╭─ Raw data

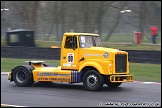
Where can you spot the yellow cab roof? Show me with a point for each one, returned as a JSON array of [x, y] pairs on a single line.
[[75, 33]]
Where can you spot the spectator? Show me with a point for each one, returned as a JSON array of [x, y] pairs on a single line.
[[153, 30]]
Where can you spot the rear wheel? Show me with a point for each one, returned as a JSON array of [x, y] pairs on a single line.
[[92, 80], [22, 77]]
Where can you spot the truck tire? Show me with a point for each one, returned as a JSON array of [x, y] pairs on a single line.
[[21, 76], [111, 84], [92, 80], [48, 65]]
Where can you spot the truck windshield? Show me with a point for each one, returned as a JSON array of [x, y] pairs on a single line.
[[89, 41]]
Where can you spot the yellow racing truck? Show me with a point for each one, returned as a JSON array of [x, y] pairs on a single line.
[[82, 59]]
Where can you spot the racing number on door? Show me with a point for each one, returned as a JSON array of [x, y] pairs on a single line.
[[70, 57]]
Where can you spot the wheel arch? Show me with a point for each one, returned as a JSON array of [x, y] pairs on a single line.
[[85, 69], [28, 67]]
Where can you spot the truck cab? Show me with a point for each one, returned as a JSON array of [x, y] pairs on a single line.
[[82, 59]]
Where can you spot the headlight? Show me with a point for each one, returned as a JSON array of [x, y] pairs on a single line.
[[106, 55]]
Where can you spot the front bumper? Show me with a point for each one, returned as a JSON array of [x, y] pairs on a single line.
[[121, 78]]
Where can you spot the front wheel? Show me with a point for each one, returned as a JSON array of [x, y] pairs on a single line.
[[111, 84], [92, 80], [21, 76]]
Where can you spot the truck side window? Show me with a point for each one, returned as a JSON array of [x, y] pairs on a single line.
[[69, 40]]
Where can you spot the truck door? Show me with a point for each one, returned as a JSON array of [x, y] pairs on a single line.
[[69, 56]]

╰─
╭─ Raw data

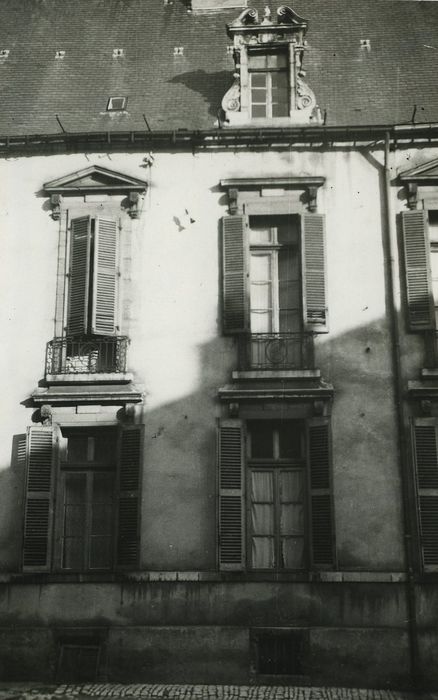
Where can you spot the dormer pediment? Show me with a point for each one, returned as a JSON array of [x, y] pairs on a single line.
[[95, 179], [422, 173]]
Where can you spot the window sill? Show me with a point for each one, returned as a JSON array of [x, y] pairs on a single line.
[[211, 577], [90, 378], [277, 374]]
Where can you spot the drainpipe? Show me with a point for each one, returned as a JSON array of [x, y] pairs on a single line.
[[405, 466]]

╰─
╭─ Raw data

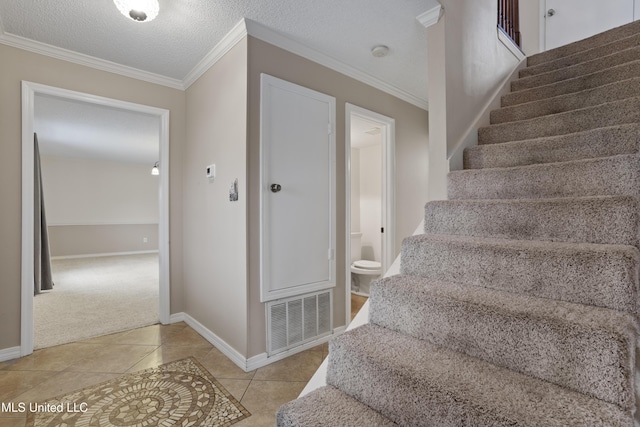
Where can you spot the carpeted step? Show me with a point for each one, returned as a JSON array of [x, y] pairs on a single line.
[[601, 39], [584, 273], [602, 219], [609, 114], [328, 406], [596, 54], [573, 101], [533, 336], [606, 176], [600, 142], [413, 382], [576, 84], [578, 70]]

╰─

Task requirements
Copy the material above word for word, starting at the line that contains "Where can you spot the carpeted" and ending at the line that contains "84], [578, 70]]", both lines included.

Solution to the exercise
Where can you spot the carpeted step? Show me with a point for each one, returned as a JSON array of [x, y] pairs on a single line.
[[601, 39], [584, 273], [602, 219], [609, 114], [328, 406], [596, 54], [573, 101], [533, 336], [606, 176], [600, 142], [413, 382], [576, 84], [578, 70]]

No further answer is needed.